Set down every entry again word for word, please, but skip the pictures.

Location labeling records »
** BEGIN **

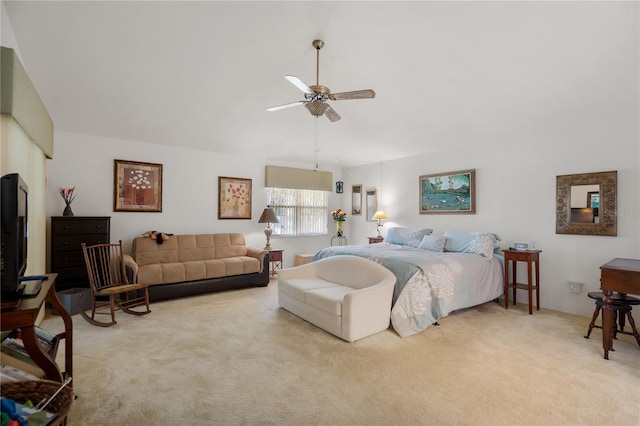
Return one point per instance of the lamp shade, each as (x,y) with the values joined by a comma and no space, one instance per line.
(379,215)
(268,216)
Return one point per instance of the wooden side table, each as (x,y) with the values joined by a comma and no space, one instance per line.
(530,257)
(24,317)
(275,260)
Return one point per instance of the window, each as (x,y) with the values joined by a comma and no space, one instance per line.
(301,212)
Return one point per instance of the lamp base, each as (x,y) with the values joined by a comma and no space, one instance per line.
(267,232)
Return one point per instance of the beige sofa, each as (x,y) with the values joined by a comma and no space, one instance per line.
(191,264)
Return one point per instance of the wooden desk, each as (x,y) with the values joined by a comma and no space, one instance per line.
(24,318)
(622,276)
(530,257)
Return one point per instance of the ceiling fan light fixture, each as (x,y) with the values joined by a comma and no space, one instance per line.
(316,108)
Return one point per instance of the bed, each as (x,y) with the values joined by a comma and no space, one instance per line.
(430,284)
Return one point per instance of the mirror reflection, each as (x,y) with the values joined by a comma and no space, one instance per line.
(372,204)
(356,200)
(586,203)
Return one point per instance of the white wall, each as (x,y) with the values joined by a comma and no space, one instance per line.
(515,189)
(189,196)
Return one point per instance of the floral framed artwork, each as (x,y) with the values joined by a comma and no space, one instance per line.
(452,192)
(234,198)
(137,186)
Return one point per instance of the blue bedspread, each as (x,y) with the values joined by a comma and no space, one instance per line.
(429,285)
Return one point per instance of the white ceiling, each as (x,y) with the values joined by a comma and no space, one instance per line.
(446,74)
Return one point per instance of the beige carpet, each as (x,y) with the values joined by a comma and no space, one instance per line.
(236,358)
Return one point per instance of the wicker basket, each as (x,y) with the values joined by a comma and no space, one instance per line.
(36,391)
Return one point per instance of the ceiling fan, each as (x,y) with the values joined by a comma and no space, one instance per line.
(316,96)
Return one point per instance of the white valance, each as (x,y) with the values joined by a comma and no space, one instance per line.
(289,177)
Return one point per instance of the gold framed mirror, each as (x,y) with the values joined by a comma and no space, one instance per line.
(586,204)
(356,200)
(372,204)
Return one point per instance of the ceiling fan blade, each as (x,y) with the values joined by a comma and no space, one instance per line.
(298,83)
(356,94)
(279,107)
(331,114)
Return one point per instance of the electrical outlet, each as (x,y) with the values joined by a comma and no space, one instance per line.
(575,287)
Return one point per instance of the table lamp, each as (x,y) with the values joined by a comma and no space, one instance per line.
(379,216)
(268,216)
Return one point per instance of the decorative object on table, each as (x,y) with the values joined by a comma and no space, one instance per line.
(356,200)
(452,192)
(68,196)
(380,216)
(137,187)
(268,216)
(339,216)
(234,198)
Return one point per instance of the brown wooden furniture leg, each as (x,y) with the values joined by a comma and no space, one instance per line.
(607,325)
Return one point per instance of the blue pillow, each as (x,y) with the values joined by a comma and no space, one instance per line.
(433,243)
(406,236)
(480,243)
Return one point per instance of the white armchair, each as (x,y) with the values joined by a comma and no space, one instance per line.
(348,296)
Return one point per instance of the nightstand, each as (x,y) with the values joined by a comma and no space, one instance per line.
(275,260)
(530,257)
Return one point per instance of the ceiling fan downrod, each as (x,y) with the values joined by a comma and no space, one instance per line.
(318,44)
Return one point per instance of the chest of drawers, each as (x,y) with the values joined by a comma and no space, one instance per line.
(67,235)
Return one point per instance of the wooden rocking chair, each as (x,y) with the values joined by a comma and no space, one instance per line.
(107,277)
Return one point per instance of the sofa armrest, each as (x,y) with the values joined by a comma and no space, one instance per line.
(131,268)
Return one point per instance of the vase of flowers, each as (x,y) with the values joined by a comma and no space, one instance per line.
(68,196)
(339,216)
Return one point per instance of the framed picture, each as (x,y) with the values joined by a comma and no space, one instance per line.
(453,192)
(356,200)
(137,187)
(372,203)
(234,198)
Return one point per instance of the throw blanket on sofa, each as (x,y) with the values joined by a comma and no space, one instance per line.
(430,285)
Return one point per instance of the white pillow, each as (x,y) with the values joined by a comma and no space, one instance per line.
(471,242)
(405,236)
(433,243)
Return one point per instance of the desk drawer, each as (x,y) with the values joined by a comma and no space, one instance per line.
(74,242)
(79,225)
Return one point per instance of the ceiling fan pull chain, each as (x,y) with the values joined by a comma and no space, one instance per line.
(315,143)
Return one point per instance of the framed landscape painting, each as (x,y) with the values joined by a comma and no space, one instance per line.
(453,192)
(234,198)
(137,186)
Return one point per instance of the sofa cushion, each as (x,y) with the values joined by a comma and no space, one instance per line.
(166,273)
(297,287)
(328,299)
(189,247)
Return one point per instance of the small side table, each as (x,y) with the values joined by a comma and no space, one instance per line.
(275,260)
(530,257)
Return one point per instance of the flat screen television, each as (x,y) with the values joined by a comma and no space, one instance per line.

** END **

Final result »
Return one point per instance of the lamp shade, each as (x,y) with the values joined by a comma and no space, one instance per line.
(379,215)
(268,216)
Return one point per instance of the wooden side table, each as (x,y) with the values joined by a comma and no space, one instance per line.
(530,257)
(24,317)
(275,260)
Return one point per instance of the window, each as (x,y) with the values joined by a comma and no space, one instance per line.
(301,212)
Return one point per instance of the lamp base, each as (x,y) with the values joined by a comma and no space, one instance per line.
(267,232)
Return one point per instance of the beige sofa, each as (x,y) with the values joined by a comma and no space, one instance per line.
(191,264)
Return one point per instance of the wooden desk, each as (x,y) with the values joined by a comma and no space, one instance per line.
(24,318)
(622,276)
(530,257)
Return one point per instance of the ceiling fan light fixture, each as (x,y) with the values joined by a comma and no space, one instance per line.
(316,108)
Return one point per instance of the bed, each as (x,y) with the values joined by a comma and no space, one instance per line.
(430,284)
Return one point per instance of the mirror reflection, each as (x,y) with the values joined by a comma and no space, one instance per line.
(372,204)
(356,200)
(586,203)
Return one point per instance of the white wall, each as (x,y) with the values joined by a comma and no space, one instance per line.
(515,189)
(189,196)
Return one point per instance of the floral framed artwork, each as (x,y) with the values joined by a comma and no space, one instance per line.
(452,192)
(234,198)
(137,186)
Return one point per instance of the blue bedspread, each as (x,y) with the values joined by a comma and no space, one instance per line.
(429,285)
Return one point per instance of the white ceiling, each as (x,y) with the values joined by a comma and no space, one instance per line.
(446,74)
Return one point per instance of the beige carpet, each as (x,y) with the values joined by a comma and no space, one instance per line.
(236,358)
Return one point per instance of the wicker basket, each as (x,y) with the values joined by a comma and no space, one instance per line.
(36,391)
Return one point per instance of the ceiling fan, each as (x,y) with the values joined by a comma and no space, one instance per line.
(316,96)
Return one point per instance of the white valance, each as (x,y) with the values joined by a comma and no space, one instance per line.
(289,177)
Return one point per instance of the gold framed mirror, each as (x,y) with the values joined by a comma and no space, one instance per line.
(586,204)
(356,200)
(372,204)
Return one point per instance of the ceiling fan blade, each as (x,y) with the values joined by a comma and no space, one instance per line.
(298,83)
(356,94)
(279,107)
(331,114)
Return one point per instance of the electrical outlet, each as (x,y) with the values joined by a comma and no space, one instance per line.
(575,287)
Return one point per instance of the table lamp, each as (x,y) with the values joined by a comma and no space, one instance per line.
(379,216)
(268,216)
Return one point per instance of the decorative object on table, each as (x,y) with the values joined by a comma and no space, one instance per line.
(356,200)
(452,192)
(68,196)
(380,216)
(137,187)
(268,216)
(339,216)
(234,198)
Return one point per instance of the brown wooden furniture leg, each as (x,y) with the values joined by a comma and no space, one instance per line.
(607,325)
Return one point per instance of the blue pillow, each as (x,y) with the values joined by a comma and no space, one instance per line.
(433,243)
(406,236)
(480,243)
Return one point per instance of the white armchair, each as (x,y) with the values joined by a comma and no space, one instance per line.
(348,296)
Return one point per instance of the nightstand, each as (x,y) with the values joined by a comma and no space, one instance per line.
(275,260)
(530,257)
Return one point per instance of the ceiling fan downrod, each as (x,y) with the values joined by a comma and no space, one instance per line.
(318,44)
Return one point per instance of the chest of drawers, each as (x,y) with the values joined by a comma and no space, one instance per line.
(67,235)
Return one point per instance of the wooden rocking chair, each as (x,y) with the values joined by a comma and no space, one instance per line.
(107,277)
Return one point per instance of the sofa armrest, each as (x,y) with the values joined by a comma and no space, one instance per line.
(131,268)
Return one point per instance of the vase of flowers, each as (x,y) with the values joined by a comma and no space, one instance per line.
(68,196)
(339,216)
Return one point per instance of the framed picture, each as (x,y) with the values joined by a comma and no space, one instance per line.
(453,192)
(356,200)
(137,187)
(372,203)
(234,198)
Return one point per instance of the throw blanket on sofa, each as (x,y) with the values joined by a comma and no space, one instance per line.
(430,285)
Return one point per instance of the white pillow, each as (x,y) with the values joined by a comma and no space, one instance per line.
(471,242)
(405,236)
(433,243)
Return one point per instance of the desk drawer, each as (x,y) with the values joined by a comma and no space, one instance per line.
(74,242)
(79,225)
Return one point per instance of the ceiling fan pull chain, each as (x,y) with the values joined by a comma and no space, one instance per line.
(315,143)
Return one point per instance of the framed landscape painting, each as (x,y) with the values joined by a comma and no space, one instance per line.
(453,192)
(234,198)
(137,186)
Return one point per instance of the sofa cushion, each as (x,y) with the values joined by a comma and no space, one instance per line.
(166,273)
(297,287)
(328,299)
(189,247)
Return one point per instance of the small side table, each as (x,y) with the values joined by a comma and no space, one instance per line.
(275,260)
(530,257)
Return one point per instance of the flat screen television, each as (x,y) with the values joined by a comma and no space, one instance per line.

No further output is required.